--- Start Passage to read ---
If you follow your instincts, you’ll come to know yourself and your own process. Joanna Penn, the author, entrepreneur, and host of The Creative Penn Podcast, seems to have arrived at that stage where she knows herself well enough to know what works and what doesn’t when she’s writing. Joanna’s writing process is very different from my own, but she exudes the confidence of experience when talking what works for her.

I had the opportunity to speak to Joanna about her unique writing process, and how it evolved her first book, which she wrote in Microsoft Word, to using Scrivener to capture ideas, draft manuscripts, and compile publishable books.

“[Scrivener] really is one of those life-changing tools for people,” Joanna told me. “I think it’s brilliant and I’m a real evangelist for Scrivener.”

I couldn’t agree more! Joanna speaks of many more ways in which Scrivener helps improve our writing process.

Watch the full interview here.

About Matt Herron

Matt Herron is the author of Scrivener Superpowers: How to Use Cutting-Edge Software to Energize Your Creative Writing Practice. He has a degree in English Literature, a dog named Elsa, and an adrenaline addiction sated by rock climbing and travel. The best way to get in touch with him is on Twitter @mgherron.

  • Gary G Little

    I like Scrivener. I genuinely do, when I use it, and that’s the problem; when I use it. Almost all of my writing is done on my iPad, in a coffee shop far far from home. Since I walk to the coffee I shop, I’m old and stumble a lot, every ounce I carry is important. No, I do not like schlepping my laptop along in my backpack, mostly because it throws my balance off. Did I mention I stumble a lot? So, I throw my iPad Pro in my doc case with it’s Smart Keyboard and head to Starbucks.
--- End Passage to read ---
--- Start Stored data ---
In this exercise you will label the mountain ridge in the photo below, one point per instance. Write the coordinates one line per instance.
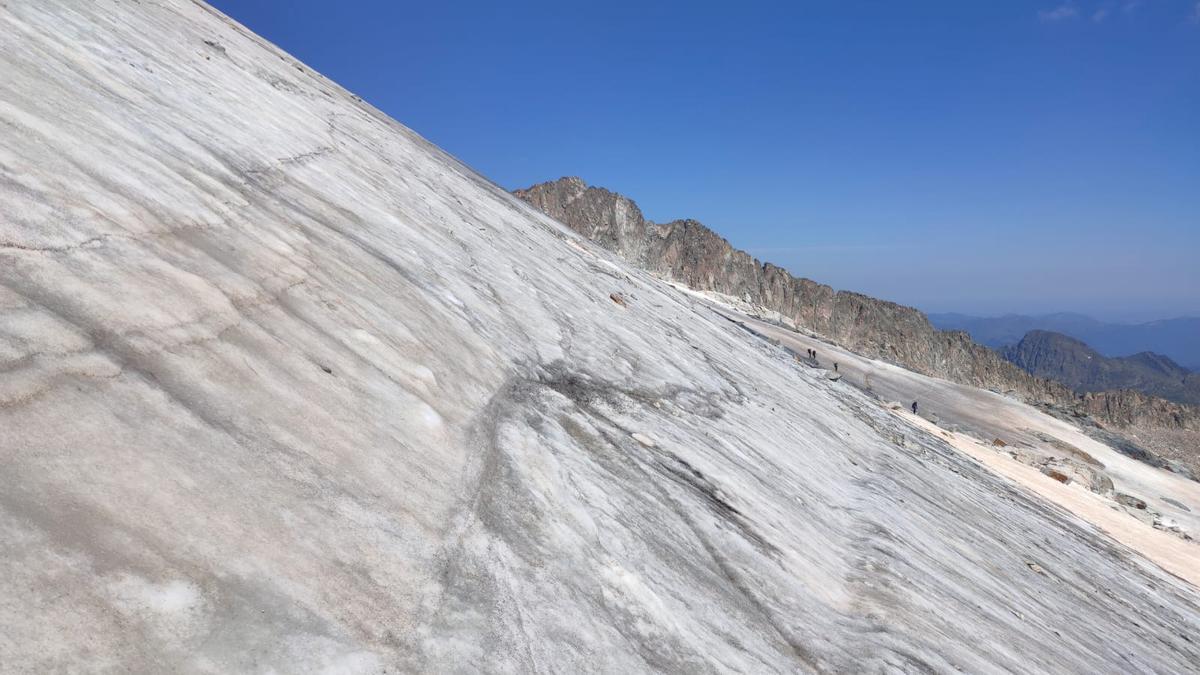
(694, 255)
(1074, 363)
(1176, 338)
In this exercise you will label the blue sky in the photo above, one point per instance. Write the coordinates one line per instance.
(954, 155)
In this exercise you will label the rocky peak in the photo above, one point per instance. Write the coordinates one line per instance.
(691, 254)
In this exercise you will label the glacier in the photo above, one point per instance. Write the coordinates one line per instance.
(283, 387)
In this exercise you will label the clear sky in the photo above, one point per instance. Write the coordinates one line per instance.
(953, 155)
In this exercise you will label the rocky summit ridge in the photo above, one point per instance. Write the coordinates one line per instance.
(691, 254)
(1072, 362)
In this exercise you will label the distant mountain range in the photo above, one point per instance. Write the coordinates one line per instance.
(1073, 363)
(690, 254)
(1175, 338)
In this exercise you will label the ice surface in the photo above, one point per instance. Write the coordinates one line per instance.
(286, 388)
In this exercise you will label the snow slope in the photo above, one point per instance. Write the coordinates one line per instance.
(285, 388)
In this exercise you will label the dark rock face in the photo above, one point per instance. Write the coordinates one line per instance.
(1073, 363)
(688, 252)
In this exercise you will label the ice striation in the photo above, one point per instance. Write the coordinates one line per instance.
(286, 388)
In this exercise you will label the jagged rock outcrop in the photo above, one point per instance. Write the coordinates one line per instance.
(1066, 359)
(691, 254)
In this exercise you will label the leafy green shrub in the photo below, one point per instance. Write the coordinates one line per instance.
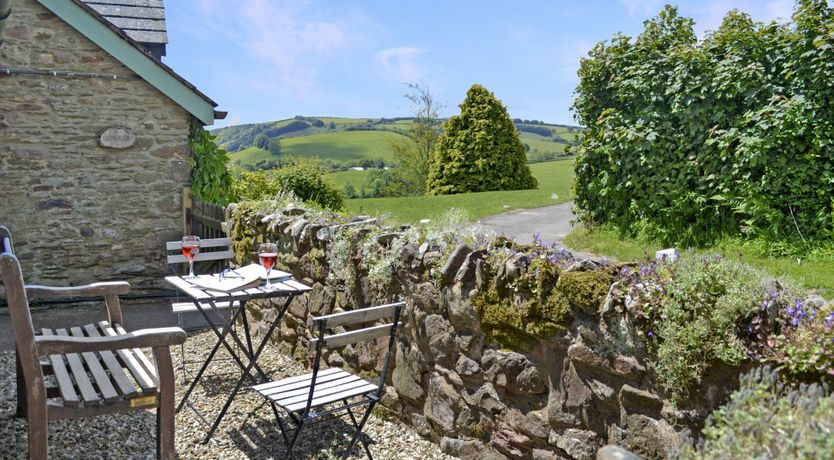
(210, 177)
(767, 418)
(306, 179)
(688, 141)
(479, 150)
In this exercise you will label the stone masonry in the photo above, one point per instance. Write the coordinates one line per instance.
(564, 397)
(80, 212)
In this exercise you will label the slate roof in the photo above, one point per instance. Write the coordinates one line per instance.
(141, 20)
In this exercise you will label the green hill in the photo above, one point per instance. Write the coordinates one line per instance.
(345, 142)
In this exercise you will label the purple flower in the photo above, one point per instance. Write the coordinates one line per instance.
(829, 320)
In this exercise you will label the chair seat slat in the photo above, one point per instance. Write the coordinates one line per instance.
(142, 378)
(321, 378)
(333, 397)
(100, 377)
(188, 307)
(343, 381)
(142, 358)
(79, 374)
(296, 379)
(65, 386)
(117, 372)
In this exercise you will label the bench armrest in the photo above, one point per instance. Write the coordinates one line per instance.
(87, 290)
(111, 290)
(144, 338)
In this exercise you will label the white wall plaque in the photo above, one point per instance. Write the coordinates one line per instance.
(117, 138)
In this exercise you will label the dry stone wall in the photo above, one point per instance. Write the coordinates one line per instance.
(79, 211)
(563, 396)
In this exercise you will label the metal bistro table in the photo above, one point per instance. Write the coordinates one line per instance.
(205, 299)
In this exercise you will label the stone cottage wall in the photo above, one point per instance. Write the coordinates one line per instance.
(565, 396)
(78, 211)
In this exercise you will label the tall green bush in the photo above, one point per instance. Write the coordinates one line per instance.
(688, 141)
(211, 180)
(479, 150)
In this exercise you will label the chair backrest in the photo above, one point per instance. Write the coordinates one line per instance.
(323, 324)
(213, 249)
(6, 240)
(24, 330)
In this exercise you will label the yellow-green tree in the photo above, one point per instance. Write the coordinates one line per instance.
(479, 150)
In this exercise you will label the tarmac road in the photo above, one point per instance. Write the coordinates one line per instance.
(552, 223)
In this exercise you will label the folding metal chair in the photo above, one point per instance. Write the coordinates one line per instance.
(333, 391)
(214, 255)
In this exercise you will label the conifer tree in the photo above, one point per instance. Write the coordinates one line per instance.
(479, 150)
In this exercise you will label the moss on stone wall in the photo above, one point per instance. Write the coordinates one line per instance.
(585, 290)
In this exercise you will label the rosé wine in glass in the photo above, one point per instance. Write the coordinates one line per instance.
(190, 249)
(268, 254)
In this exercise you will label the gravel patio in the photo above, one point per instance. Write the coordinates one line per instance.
(248, 430)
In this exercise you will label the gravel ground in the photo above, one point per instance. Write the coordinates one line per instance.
(248, 430)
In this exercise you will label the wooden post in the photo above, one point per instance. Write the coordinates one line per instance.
(186, 210)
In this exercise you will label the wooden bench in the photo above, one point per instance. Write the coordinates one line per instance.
(90, 370)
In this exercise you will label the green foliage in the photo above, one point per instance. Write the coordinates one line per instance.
(305, 178)
(805, 343)
(210, 178)
(767, 418)
(689, 141)
(697, 312)
(479, 150)
(413, 153)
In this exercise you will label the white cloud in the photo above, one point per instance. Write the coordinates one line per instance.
(642, 7)
(400, 64)
(288, 42)
(778, 10)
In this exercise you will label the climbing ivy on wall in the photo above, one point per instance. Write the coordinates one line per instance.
(688, 141)
(211, 180)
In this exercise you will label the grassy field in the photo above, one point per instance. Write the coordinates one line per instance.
(555, 179)
(812, 274)
(347, 140)
(339, 179)
(344, 145)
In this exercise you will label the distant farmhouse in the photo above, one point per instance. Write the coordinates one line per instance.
(94, 133)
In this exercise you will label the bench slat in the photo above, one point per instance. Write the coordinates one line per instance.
(117, 372)
(142, 357)
(79, 374)
(65, 385)
(130, 361)
(363, 315)
(359, 335)
(201, 257)
(99, 375)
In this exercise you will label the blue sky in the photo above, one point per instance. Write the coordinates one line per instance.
(265, 60)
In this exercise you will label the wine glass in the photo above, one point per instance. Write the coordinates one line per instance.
(190, 249)
(268, 254)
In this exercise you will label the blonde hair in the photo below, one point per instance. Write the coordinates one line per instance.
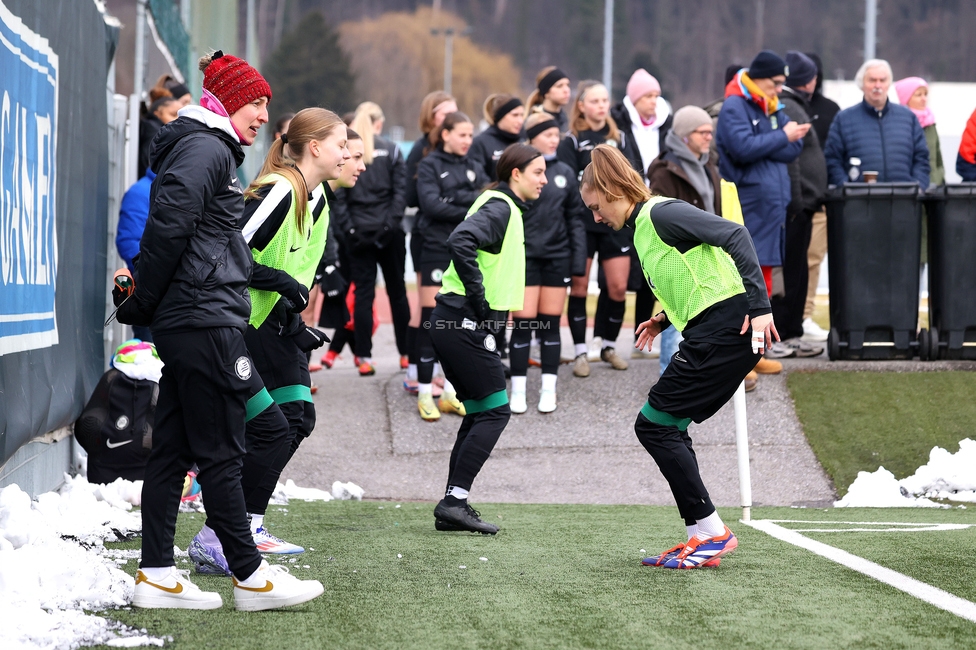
(307, 125)
(493, 103)
(367, 114)
(577, 122)
(611, 174)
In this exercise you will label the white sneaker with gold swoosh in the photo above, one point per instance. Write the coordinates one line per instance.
(271, 587)
(175, 591)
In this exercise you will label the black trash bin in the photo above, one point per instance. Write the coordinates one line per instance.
(952, 272)
(874, 233)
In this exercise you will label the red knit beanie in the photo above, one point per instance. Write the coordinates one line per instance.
(234, 82)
--- End Stored data ---
## Problems to solve:
a) In the post about Joanna Penn's writing process, what program did she use to write her first book?
b) Please pick up the post about Joanna Penn's writing process after its final sentence and continue it.

## Final answers:
a) Microsoft Word

b)
    I have two apps I use for writing. Google docs, which is mostly a piece of crap. The other is a web app called I have honestly tried to write, then export what I have written, into Scrivener. The best I can say is that process is a pain in the ass. After importing I have to go back and spend more time in Scrivener fixing import errors. Sections lost italics, or paragraphing is lost, or any one of dozens of things that make me go back and “fix” the import.

    So, I write in Starbucks, using on my iPad Pro, and my copy of Scrivener collects dust on my laptop at home.

    Now if the producers of Scrivener would get off their collective asses and release the iPad version they have been promising for over a year, I would grab it in a minute. But they haven’t. So, I don’t use Scrivener because of the PITA factor mentioned above.

  • Drachen

    if I could distill just one piece of wisdom from all that effort studying, it’s that every writer has a unique process for putting words on the page.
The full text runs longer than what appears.